- _GIVEN TEXT_
Shape parameter
In probability theory and statistics, a shape parameter is a kind of numerical parameter of a parametric family of probability distributions.[1]
Definition
A shape parameter is any parameter of a probability distribution that is neither a location parameter nor a scale parameter (nor a function of either or both of these only, such as a rate parameter). Such a parameter must affect the shape of a distribution rather than simply shifting it (as a location parameter does) or stretching/shrinking it (as a scale parameter does).
Estimation
Many estimators measure location or scale; however, estimators for shape parameters also exist. Most simply, they can be estimated in terms of the higher moments, using the method of moments, as in the skewness (3rd moment) or kurtosis (4th moment). Estimators of shape often involve higher-order statistics (non-linear functions of the data), as in the higher moments, but linear estimators also exist, such as the L-moments. Maximum likelihood estimation can also be used.

- _BRIEF 1_
Answer these questions using the shape parameter text.
(a) What two kinds of parameter is a shape parameter defined as being neither of?
(b) Which moment does the text pair with kurtosis?
(c) What linear estimators of shape does the text name?

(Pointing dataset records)

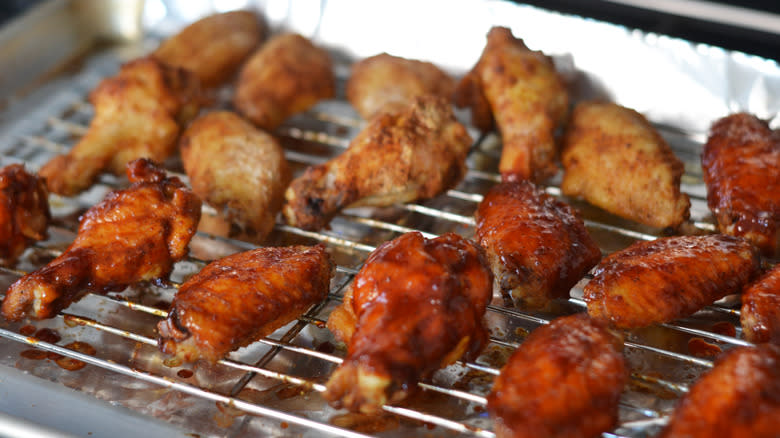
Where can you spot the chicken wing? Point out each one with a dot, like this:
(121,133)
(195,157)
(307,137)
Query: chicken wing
(741,163)
(133,235)
(138,114)
(286,76)
(24,211)
(668,278)
(536,245)
(416,305)
(582,360)
(237,300)
(739,397)
(214,47)
(389,83)
(400,157)
(523,92)
(616,160)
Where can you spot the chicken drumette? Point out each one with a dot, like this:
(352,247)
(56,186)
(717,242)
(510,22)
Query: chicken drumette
(133,235)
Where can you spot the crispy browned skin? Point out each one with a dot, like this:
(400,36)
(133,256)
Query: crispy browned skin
(138,114)
(564,380)
(760,315)
(416,305)
(236,168)
(668,278)
(523,92)
(400,157)
(536,245)
(237,300)
(24,211)
(741,163)
(133,235)
(616,160)
(739,397)
(287,75)
(388,83)
(213,47)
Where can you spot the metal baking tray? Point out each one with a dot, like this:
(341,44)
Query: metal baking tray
(53,56)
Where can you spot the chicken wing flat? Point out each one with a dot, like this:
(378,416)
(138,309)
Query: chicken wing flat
(416,305)
(389,83)
(237,300)
(739,397)
(286,76)
(582,360)
(668,278)
(400,157)
(741,163)
(236,168)
(214,47)
(536,245)
(521,90)
(133,235)
(138,114)
(614,158)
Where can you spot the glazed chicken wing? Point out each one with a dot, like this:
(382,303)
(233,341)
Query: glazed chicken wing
(416,305)
(739,397)
(133,235)
(389,83)
(287,75)
(521,90)
(616,160)
(741,163)
(237,300)
(564,380)
(668,278)
(536,245)
(413,154)
(138,114)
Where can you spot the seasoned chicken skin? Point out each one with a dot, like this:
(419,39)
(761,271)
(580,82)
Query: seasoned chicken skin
(741,163)
(236,168)
(614,158)
(237,300)
(521,90)
(138,114)
(133,235)
(668,278)
(389,83)
(564,380)
(287,75)
(214,47)
(24,211)
(416,305)
(739,397)
(536,245)
(400,157)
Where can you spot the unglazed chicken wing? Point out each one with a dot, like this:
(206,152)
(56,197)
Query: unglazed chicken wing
(133,235)
(521,90)
(287,75)
(616,160)
(24,211)
(138,114)
(389,83)
(739,397)
(236,168)
(536,245)
(416,305)
(413,154)
(668,278)
(237,300)
(741,163)
(563,381)
(214,47)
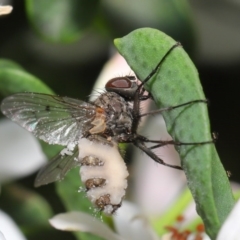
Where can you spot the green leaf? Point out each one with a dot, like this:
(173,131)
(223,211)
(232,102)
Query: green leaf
(5,63)
(75,199)
(14,79)
(28,208)
(177,82)
(61,20)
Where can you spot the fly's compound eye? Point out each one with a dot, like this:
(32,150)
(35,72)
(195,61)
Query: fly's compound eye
(124,86)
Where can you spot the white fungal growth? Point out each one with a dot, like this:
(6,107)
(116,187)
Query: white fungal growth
(104,174)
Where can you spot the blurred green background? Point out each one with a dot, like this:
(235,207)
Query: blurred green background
(66,43)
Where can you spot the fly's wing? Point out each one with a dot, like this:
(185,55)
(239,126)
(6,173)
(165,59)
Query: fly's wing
(54,119)
(57,168)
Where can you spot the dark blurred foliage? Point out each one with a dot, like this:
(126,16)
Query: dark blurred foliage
(71,69)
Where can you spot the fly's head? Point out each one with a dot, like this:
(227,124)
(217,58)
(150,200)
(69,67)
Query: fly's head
(123,86)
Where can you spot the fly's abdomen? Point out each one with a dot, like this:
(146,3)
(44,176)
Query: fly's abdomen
(104,173)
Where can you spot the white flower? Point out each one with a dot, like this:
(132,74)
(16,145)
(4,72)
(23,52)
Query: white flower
(231,227)
(20,154)
(151,189)
(129,224)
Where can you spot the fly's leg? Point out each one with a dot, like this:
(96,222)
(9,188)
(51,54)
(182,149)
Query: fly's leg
(152,155)
(161,143)
(140,90)
(173,107)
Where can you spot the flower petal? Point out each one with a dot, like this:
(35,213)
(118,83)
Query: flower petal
(230,229)
(79,221)
(131,225)
(20,153)
(9,229)
(2,236)
(111,70)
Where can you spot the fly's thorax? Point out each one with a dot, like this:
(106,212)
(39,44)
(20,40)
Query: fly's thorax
(118,115)
(104,173)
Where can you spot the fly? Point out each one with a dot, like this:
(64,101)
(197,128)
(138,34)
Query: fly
(111,119)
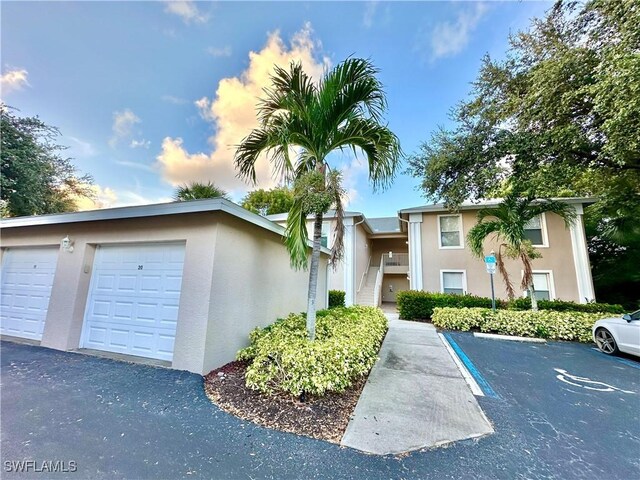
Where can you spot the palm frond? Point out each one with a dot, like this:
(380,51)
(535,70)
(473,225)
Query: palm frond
(297,236)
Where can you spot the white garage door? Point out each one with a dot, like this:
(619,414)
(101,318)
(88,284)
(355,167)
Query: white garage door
(133,300)
(25,288)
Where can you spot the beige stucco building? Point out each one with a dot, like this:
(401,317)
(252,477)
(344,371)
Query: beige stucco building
(183,283)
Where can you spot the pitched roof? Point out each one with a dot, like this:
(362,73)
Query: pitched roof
(384,224)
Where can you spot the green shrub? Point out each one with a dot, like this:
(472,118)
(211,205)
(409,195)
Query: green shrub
(336,298)
(283,359)
(573,326)
(564,306)
(419,305)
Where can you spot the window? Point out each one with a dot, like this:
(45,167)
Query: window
(533,231)
(450,231)
(326,230)
(542,286)
(453,282)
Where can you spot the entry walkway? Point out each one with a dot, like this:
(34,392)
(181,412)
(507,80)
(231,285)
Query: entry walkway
(415,396)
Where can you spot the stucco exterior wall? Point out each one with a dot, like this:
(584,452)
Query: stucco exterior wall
(557,258)
(385,245)
(253,286)
(236,276)
(363,251)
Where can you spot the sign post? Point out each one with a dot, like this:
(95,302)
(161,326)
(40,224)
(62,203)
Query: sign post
(490,263)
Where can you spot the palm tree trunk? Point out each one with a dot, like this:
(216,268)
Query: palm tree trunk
(313,278)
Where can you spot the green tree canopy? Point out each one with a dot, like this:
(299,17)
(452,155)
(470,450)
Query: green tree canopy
(268,202)
(342,111)
(560,113)
(506,223)
(198,191)
(35,179)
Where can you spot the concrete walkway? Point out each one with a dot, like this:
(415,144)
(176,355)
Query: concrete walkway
(415,396)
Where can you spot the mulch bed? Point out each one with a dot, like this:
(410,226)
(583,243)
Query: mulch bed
(325,417)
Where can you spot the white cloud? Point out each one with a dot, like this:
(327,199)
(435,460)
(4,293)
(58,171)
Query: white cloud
(142,143)
(232,111)
(187,10)
(83,148)
(451,37)
(123,123)
(13,80)
(370,13)
(219,51)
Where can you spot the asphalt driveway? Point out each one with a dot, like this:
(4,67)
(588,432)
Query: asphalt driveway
(120,420)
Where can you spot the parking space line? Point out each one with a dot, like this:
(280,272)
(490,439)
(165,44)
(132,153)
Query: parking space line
(471,368)
(624,361)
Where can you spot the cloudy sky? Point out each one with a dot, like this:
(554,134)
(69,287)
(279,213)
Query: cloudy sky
(149,95)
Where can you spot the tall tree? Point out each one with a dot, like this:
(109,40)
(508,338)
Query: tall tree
(560,112)
(344,110)
(198,191)
(268,202)
(506,223)
(35,179)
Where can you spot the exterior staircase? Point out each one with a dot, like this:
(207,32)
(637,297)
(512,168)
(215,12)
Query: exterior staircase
(366,294)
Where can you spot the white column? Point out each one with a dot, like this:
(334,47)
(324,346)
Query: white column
(581,259)
(415,251)
(349,262)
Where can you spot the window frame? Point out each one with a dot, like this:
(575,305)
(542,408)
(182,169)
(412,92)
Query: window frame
(544,232)
(460,231)
(452,270)
(552,287)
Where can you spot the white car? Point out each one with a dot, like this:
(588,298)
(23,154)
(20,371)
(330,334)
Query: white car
(618,334)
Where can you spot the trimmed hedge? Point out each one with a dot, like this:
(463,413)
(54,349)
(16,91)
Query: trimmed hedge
(564,306)
(414,305)
(572,326)
(283,359)
(336,298)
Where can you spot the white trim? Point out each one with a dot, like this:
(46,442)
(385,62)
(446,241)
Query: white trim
(473,385)
(155,210)
(460,230)
(581,260)
(544,232)
(451,270)
(552,287)
(415,251)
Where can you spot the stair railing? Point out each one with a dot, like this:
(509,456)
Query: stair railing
(377,290)
(364,274)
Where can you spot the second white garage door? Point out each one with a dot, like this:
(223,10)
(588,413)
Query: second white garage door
(133,300)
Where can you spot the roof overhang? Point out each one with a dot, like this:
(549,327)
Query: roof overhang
(143,211)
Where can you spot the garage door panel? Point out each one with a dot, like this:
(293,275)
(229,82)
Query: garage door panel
(133,303)
(27,278)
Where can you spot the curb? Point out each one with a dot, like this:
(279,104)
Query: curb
(494,336)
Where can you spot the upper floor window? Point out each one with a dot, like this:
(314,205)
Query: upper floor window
(453,282)
(534,231)
(450,231)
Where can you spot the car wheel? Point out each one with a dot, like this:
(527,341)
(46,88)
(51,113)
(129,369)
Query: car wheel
(605,341)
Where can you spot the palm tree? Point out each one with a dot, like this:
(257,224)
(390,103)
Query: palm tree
(507,222)
(342,111)
(197,191)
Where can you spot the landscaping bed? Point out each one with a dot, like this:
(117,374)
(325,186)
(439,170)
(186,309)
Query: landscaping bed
(325,417)
(285,381)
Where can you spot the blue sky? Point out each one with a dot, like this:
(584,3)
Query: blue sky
(149,95)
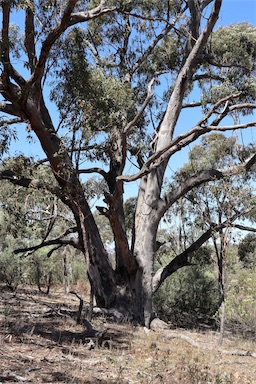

- _BRIEF 2_
Identify every line in the records that contains the word "flower", and copy each of those lines.

- _ANSWER 1_
(a) A location parameter and a scale parameter.
(b) The 4th moment.
(c) The L-moments.

- _ANSWER 2_
Where can you spot the white flower? Point out each one with a dot, like this:
Query: white flower
Where can you spot the flower petal? Point out each one with a dot, like this:
Query: flower petal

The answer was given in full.